**Task instructions:** Filter the listing below, keeping only the lines with the word "green".

**The data:**

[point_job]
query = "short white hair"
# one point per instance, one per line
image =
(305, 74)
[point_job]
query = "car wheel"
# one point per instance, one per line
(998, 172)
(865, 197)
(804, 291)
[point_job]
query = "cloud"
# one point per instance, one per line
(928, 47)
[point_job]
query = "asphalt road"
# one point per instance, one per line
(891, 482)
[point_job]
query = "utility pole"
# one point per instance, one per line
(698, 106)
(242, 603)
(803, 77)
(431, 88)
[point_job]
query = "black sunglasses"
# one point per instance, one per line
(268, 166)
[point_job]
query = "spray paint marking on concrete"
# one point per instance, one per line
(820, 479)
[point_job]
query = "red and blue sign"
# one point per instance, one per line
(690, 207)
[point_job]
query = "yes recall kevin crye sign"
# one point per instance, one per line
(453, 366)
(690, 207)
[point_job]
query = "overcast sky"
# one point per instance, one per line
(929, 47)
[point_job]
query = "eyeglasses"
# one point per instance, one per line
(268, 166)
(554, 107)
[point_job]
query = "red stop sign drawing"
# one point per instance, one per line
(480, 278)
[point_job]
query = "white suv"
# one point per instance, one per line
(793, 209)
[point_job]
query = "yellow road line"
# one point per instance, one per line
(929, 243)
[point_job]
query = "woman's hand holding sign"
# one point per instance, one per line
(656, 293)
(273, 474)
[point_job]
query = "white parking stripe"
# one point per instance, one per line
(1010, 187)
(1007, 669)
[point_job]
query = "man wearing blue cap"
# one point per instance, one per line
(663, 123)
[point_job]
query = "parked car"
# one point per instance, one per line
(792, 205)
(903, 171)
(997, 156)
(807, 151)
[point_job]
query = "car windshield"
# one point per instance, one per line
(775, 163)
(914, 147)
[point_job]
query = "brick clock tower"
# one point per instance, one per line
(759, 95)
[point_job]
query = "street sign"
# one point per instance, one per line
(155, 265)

---

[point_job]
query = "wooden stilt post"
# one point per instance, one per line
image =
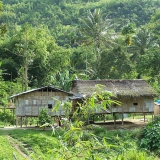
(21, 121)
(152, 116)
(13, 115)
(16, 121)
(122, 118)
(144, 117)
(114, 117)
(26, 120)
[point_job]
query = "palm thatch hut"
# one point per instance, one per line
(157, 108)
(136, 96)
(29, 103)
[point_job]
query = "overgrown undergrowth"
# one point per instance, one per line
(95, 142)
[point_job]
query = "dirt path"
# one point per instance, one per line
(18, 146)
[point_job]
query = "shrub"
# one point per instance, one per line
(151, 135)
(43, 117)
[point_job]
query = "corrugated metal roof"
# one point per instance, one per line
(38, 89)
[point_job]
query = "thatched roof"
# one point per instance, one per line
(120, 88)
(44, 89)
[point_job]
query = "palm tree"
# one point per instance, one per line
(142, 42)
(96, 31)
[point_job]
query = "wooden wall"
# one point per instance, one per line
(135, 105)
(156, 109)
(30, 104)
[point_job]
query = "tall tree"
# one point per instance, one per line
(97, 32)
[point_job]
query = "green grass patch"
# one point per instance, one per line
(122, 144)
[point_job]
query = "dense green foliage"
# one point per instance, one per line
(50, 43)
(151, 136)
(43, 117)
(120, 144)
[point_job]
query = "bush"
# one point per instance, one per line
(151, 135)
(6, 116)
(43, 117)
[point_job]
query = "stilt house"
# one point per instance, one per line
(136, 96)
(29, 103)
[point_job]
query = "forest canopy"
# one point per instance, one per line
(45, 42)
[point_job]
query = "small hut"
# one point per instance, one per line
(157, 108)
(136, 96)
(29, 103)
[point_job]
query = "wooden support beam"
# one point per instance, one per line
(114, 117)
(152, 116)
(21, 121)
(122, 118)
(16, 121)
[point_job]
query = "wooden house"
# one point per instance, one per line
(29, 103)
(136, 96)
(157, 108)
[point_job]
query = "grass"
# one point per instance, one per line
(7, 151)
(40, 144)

**Response to the task:**
query = "green grass patch"
query = "dense green foliage"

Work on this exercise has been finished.